Give back the entries exactly, ending with the "Can you see the front wheel" line.

:::::

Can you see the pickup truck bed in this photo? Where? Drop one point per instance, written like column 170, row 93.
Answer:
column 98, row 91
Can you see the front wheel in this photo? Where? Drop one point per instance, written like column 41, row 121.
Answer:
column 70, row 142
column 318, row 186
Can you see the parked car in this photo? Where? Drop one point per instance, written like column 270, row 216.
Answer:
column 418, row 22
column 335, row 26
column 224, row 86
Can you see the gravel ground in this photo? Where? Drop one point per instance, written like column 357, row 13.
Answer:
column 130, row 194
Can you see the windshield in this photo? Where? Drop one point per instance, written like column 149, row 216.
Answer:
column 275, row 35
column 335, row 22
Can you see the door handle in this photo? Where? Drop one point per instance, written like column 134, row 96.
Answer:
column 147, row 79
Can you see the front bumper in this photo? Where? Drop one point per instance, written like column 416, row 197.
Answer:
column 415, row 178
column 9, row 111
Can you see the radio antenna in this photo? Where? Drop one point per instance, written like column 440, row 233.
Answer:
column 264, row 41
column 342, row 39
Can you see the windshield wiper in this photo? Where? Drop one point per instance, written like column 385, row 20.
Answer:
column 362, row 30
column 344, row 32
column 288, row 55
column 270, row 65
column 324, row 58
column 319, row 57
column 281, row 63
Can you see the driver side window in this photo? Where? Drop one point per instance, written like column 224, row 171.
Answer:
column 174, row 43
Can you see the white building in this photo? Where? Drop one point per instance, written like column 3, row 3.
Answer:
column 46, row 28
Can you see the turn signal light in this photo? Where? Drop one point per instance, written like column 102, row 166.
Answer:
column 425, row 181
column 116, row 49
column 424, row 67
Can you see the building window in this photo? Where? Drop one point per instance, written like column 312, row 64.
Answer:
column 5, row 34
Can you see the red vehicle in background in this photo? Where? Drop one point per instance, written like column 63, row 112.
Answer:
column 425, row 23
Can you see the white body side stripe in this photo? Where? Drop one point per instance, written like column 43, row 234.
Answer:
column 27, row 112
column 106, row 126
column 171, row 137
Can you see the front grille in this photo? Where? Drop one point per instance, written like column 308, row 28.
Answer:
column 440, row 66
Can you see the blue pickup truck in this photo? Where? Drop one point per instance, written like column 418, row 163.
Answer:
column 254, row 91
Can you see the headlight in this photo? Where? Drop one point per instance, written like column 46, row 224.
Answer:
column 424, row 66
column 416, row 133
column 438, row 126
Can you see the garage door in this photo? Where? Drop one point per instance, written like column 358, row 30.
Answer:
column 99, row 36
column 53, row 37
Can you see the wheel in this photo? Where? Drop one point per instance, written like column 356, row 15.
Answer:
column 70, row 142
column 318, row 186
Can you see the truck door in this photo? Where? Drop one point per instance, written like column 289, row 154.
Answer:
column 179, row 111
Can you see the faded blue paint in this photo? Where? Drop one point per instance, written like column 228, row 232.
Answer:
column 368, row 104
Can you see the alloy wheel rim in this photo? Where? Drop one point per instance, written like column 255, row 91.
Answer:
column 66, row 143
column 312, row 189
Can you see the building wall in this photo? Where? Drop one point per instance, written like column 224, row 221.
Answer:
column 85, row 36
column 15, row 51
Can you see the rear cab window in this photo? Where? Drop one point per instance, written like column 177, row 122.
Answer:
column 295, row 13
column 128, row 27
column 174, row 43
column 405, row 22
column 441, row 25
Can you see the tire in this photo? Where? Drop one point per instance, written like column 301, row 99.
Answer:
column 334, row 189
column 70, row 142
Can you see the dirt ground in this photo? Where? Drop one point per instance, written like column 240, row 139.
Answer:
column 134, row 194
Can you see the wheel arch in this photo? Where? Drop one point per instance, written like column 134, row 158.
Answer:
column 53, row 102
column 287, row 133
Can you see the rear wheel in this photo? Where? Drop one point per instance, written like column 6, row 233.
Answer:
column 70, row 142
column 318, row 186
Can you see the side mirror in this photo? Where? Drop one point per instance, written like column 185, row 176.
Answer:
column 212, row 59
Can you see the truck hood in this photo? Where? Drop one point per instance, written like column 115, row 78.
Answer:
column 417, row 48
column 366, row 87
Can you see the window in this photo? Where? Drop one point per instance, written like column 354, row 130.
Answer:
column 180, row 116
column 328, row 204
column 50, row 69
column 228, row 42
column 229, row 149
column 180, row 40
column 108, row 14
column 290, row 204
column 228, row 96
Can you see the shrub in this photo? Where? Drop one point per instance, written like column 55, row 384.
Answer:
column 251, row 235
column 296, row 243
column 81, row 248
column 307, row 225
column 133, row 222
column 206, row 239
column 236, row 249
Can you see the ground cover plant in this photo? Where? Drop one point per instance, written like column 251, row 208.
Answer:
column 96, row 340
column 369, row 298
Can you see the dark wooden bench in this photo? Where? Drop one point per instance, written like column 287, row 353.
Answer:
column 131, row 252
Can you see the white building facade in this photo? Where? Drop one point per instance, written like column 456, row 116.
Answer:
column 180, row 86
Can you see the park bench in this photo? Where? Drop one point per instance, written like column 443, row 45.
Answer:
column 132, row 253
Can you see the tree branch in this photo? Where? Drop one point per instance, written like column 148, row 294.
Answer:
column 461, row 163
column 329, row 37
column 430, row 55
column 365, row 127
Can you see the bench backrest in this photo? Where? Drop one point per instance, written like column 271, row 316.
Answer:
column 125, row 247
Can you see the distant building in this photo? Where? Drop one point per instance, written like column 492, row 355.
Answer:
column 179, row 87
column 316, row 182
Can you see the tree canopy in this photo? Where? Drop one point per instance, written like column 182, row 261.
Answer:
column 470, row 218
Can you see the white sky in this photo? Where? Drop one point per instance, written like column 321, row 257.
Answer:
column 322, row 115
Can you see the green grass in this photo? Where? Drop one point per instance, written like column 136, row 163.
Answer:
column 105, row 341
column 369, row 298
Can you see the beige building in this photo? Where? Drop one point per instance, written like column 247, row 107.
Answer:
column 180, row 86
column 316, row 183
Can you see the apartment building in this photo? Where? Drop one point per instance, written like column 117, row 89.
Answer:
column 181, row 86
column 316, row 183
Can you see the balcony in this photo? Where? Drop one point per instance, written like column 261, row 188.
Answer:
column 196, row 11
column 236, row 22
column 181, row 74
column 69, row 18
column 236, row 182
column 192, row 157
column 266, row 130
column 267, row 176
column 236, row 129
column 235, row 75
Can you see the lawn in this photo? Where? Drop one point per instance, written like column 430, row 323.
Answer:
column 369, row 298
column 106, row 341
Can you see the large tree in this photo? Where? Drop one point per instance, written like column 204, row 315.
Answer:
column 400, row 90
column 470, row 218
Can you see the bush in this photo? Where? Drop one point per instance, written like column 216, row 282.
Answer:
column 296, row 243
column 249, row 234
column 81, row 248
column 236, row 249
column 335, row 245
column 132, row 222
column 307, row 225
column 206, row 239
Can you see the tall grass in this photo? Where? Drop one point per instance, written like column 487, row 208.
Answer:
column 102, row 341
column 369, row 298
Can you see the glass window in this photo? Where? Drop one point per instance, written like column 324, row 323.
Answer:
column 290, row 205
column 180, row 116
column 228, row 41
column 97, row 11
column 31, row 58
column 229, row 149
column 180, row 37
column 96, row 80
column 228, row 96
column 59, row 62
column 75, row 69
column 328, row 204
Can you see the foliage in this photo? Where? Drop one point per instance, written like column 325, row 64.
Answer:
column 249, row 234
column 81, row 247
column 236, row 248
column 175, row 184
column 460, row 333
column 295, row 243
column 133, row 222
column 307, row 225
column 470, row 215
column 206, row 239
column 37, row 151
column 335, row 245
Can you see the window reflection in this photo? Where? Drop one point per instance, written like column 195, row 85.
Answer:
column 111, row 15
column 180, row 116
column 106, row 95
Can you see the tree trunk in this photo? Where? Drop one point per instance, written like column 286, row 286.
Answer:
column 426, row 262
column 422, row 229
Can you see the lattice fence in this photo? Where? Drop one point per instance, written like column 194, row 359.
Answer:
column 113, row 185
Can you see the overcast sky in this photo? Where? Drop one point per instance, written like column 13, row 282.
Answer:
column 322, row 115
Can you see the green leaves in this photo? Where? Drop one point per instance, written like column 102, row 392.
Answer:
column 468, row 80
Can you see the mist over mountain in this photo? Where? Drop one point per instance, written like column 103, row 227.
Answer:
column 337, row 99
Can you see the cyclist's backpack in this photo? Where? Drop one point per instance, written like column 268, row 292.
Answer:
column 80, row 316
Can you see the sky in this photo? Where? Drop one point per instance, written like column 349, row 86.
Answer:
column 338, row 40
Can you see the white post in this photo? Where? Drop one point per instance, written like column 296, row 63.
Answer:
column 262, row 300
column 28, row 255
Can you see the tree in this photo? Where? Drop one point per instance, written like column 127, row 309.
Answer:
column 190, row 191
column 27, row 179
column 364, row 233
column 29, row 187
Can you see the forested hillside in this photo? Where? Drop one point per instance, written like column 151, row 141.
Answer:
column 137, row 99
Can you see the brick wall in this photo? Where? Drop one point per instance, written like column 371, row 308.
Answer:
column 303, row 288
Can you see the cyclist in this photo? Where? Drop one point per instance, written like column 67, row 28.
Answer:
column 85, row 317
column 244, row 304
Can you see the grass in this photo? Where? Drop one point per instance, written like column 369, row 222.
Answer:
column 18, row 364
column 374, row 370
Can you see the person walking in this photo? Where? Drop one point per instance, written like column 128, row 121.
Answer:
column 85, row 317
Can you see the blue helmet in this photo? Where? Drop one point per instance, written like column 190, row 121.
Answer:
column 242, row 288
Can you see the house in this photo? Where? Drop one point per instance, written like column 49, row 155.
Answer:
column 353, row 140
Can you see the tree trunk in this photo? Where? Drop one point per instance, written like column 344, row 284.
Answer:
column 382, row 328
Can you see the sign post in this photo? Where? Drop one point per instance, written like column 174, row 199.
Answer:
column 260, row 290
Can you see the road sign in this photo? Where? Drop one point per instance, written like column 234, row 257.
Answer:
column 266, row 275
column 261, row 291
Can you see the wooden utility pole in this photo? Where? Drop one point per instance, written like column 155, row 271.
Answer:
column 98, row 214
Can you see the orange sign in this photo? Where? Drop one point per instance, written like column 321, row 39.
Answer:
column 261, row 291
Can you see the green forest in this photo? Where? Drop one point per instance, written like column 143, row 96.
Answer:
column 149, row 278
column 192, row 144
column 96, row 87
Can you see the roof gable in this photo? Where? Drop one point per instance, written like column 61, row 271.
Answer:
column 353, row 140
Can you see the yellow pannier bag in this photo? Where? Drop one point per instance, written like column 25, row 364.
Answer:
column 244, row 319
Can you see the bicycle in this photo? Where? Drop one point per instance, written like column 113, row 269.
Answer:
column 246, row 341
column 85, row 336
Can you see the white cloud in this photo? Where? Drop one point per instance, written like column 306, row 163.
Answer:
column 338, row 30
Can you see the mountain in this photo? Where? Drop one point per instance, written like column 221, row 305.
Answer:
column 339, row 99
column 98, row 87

:::::

» Task output
Can you see the pickup truck bed in this photo? Where? Drop one point per instance, written like column 170, row 93.
Answer:
column 98, row 91
Can you see the front wheel in this photo? Where? Drop one point per instance, written like column 41, row 121.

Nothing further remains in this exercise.